**Tarea requerida 1:**
Edita los registros que aparecen más abajo sustituyendo "brown" por "green" y deja todo lo demás sin cambios.

**Texto proporcionado:**
-.-.-
Naturalizar la impunidad
Durante los últimos años, muchas personas que compartimos diferentes espacios y proyectos reflexionamos una y otra vez acerca del silencio de un sector de la intelectualidad progresista, hoy oficialista, ante fenómenos que conmueven la escena social.
También nos preguntamos acerca de nuestras propias percepciones sobre la realidad y, en un universo complejo e impregnado de construcciones ficcionales, nos cuestionamos sobre la validez de algunas ideas que hemos mantenido y seguimos sosteniendo a lo largo del tiempo.
En este ir y venir descubrimos que, a pesar de las incertidumbres, nuestras convicciones siguen operando con fuerza en el cuerpo de nuestras ideas, en nuestros anhelos subjetivos y en la voluntad de nuestro accionar.
-.-.-
**Tarea requerida 2:**
Prosigue el texto sobre la impunidad y el silencio de la intelectualidad progresista a partir de su última oración.

**Material de trabajo:**
-.-.-
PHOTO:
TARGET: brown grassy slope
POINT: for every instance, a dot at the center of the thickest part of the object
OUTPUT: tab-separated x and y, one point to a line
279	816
-.-.-
**Respuesta esperada 1:**
PHOTO:
TARGET: green grassy slope
POINT: for every instance, a dot at the center of the thickest part of the object
OUTPUT: tab-separated x and y, one point to a line
279	816

**Respuesta esperada 2:**
Si algo nos define como intelectuales es pensar sobre el mundo y la sociedad en la que vivimos, poner en cuestión los problemas que nos plantea, promover el debate de ideas, intentar leer más allá de la letra manifiesta y visibilizar lo oculto, tratar de salir de la mera apariencia de los efectos para bucear en las causas que los determinan. En síntesis, sostener nuestra capacidad y conciencia crítica.
No encontramos este ánimo en algunos trabajadores del campo de la cultura, a quienes hemos respetado y queremos seguir respetando, pero que al posicionarse como voceros del Gobierno han producido una metamorfosis en relación con su historia y su posicionamiento cuestionador.
La posmodernidad, correlato en la cultura del llamado neoliberalismo, parece haber hecho marca profunda en nuestro universo intelectual. La banalización recorre el campo de las ideas. Desde esta perspectiva, el silencio frente a la impunidad actual, entendida ésta en su sentido más amplio, puede dar cuenta de este acomodamiento al que nos referimos.
Asistimos a verdaderos escándalos de diferente naturaleza y calidad, que tienen como denominador común esta impunidad en relación con las responsabilidades de quienes nos gobiernan.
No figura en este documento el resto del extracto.